— Start SUPPLIED RECORDS —
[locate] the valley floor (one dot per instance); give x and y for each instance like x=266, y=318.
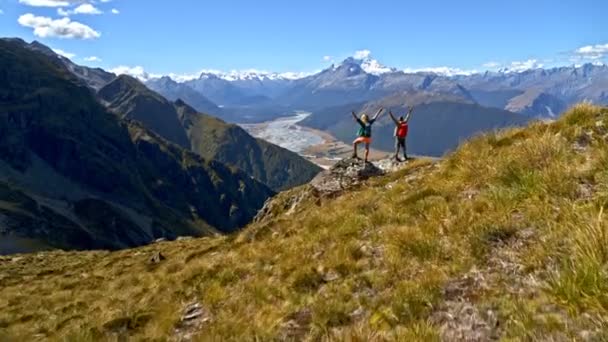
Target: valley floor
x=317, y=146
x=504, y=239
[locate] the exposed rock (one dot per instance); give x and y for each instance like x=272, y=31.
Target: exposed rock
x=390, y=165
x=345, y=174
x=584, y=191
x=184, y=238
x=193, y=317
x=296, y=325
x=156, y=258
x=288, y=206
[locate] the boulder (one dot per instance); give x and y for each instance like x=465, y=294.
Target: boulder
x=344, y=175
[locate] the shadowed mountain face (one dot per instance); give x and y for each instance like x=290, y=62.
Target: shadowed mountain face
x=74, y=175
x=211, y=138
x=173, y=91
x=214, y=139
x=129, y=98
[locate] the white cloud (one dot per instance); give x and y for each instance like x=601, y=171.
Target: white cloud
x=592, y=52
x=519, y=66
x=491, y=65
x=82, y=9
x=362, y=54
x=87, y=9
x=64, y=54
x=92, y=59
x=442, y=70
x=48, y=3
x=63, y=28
— End SUPPLIED RECORDS —
— Start SUPPLIED RECORDS —
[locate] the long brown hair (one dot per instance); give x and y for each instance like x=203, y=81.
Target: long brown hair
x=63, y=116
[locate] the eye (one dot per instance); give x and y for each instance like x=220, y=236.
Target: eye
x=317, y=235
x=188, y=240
— End SUPPLIED RECORDS —
> _STATED GOAL_
Pull out every line from the records above that contains the string "rock", matching case exactly.

> _WRITTEN RESPONSE_
[locate] the exposed rock (one dot per instance); give x and y for each instance like x=272, y=31.
Target: exposed rock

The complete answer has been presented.